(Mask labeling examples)
.....

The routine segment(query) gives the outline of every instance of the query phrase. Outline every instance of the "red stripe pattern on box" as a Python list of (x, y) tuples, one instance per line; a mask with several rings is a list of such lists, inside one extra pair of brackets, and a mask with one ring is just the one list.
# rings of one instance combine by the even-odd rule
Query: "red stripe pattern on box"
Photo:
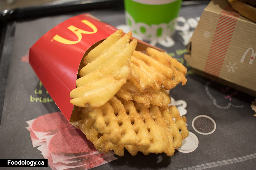
[(220, 14), (204, 71), (218, 77), (240, 14), (228, 4)]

.....

## What needs to be done
Please rewrite the material with every "instance" changed to "occurrence" and everything else left as is. Omit the pictures from your answer.

## Output for this task
The routine segment(query) gives the outline of every occurrence of the query phrase. Outline every occurrence of the "red stripe pattern on box" as a Python list of (x, y) tuples, one occurrence per line; a mask with several rings is a list of such lists, inside one extra pair of brackets, and a mask with one ring is just the one list.
# rings of one occurrence combine by the even-odd rule
Query: "red stripe pattern on box"
Photo:
[(220, 14), (204, 71), (218, 77), (240, 14), (228, 4)]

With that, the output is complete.